**Your goal**
Reproduce the following lines word for word, and omit the pictures from your answer.

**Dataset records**
^^^^

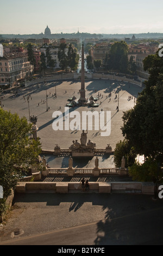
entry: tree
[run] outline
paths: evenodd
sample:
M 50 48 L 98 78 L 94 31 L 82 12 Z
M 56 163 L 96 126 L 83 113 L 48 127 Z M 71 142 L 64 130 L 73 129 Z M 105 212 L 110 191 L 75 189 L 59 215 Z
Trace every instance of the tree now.
M 60 62 L 60 66 L 62 70 L 66 70 L 68 66 L 67 56 L 65 53 L 66 44 L 60 44 L 58 52 L 58 57 Z
M 78 65 L 78 58 L 77 54 L 77 51 L 70 44 L 68 47 L 67 53 L 67 63 L 68 65 L 72 70 L 75 70 L 77 69 Z
M 17 114 L 0 108 L 0 185 L 4 192 L 4 199 L 0 199 L 0 213 L 11 189 L 14 190 L 29 167 L 36 164 L 41 152 L 39 139 L 29 137 L 31 127 L 26 118 L 20 118 Z
M 52 70 L 53 69 L 53 68 L 55 67 L 56 63 L 56 60 L 52 59 L 52 54 L 50 53 L 49 47 L 47 47 L 46 50 L 46 57 L 47 58 L 47 64 L 48 66 L 52 69 Z
M 87 66 L 89 69 L 92 69 L 92 68 L 93 68 L 93 65 L 92 64 L 92 57 L 90 55 L 87 55 L 86 56 L 86 63 Z
M 120 141 L 116 145 L 114 153 L 114 162 L 116 167 L 120 167 L 123 156 L 126 159 L 126 167 L 132 166 L 135 162 L 136 154 L 134 149 L 131 147 L 129 141 L 124 139 Z
M 136 105 L 124 112 L 122 133 L 137 154 L 153 160 L 163 156 L 163 58 L 148 56 L 144 69 L 150 75 L 146 87 L 139 94 Z
M 142 164 L 135 163 L 129 168 L 129 175 L 133 180 L 137 181 L 153 181 L 155 183 L 157 179 L 159 183 L 162 182 L 162 173 L 158 163 L 151 158 Z
M 43 70 L 44 75 L 45 72 L 45 70 L 46 69 L 46 56 L 43 52 L 41 52 L 40 56 L 40 68 L 41 72 Z
M 126 42 L 115 42 L 109 53 L 109 69 L 127 72 L 128 70 L 128 46 Z
M 35 69 L 36 68 L 36 60 L 34 54 L 33 46 L 32 44 L 28 44 L 27 46 L 28 60 L 30 62 L 31 65 Z
M 135 74 L 137 67 L 135 62 L 134 61 L 134 56 L 131 56 L 129 62 L 129 69 L 134 75 Z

^^^^

**Solution to the problem**
entry: tree
[run] outline
paths: evenodd
sample:
M 50 48 L 98 78 L 94 31 L 82 12 Z
M 56 163 L 96 126 L 83 113 L 48 127 Z M 71 142 L 64 130 L 73 129 Z M 105 212 L 110 191 L 75 189 L 59 215 Z
Trace every instance of the tree now.
M 60 62 L 60 66 L 62 70 L 66 70 L 68 66 L 67 56 L 65 53 L 66 44 L 60 44 L 58 52 L 58 57 Z
M 78 65 L 78 58 L 77 54 L 77 51 L 70 44 L 68 47 L 67 53 L 67 63 L 68 65 L 72 70 L 75 70 L 77 69 Z
M 17 114 L 0 108 L 0 185 L 4 192 L 4 199 L 0 199 L 0 213 L 11 189 L 14 190 L 29 167 L 36 164 L 41 152 L 39 139 L 29 137 L 31 127 L 26 118 L 20 118 Z
M 52 70 L 53 69 L 53 68 L 55 67 L 56 63 L 56 60 L 52 59 L 52 54 L 50 53 L 49 47 L 47 47 L 46 50 L 46 57 L 47 58 L 47 64 L 48 66 L 52 69 Z
M 87 66 L 89 69 L 92 69 L 92 68 L 93 68 L 93 65 L 92 64 L 92 57 L 90 55 L 87 55 L 86 56 L 86 63 Z
M 120 141 L 116 145 L 114 153 L 114 162 L 116 167 L 120 167 L 123 156 L 126 159 L 126 167 L 132 166 L 135 162 L 136 154 L 134 149 L 131 147 L 129 141 L 124 139 Z
M 136 105 L 124 112 L 122 133 L 137 154 L 153 160 L 163 156 L 163 58 L 148 56 L 144 69 L 150 75 L 146 87 L 139 94 Z
M 142 164 L 135 163 L 129 168 L 129 175 L 133 180 L 137 181 L 153 181 L 155 183 L 157 179 L 159 183 L 162 182 L 162 173 L 158 163 L 151 158 Z
M 43 70 L 44 75 L 45 72 L 45 70 L 46 69 L 46 56 L 43 52 L 41 52 L 40 56 L 40 68 L 41 72 Z
M 126 42 L 115 42 L 109 53 L 109 69 L 127 72 L 128 70 L 128 46 Z
M 35 69 L 36 68 L 36 60 L 34 54 L 33 46 L 32 44 L 28 44 L 27 46 L 28 60 L 30 62 L 31 65 Z
M 135 74 L 137 67 L 135 62 L 134 61 L 134 56 L 131 56 L 129 62 L 129 69 L 134 75 Z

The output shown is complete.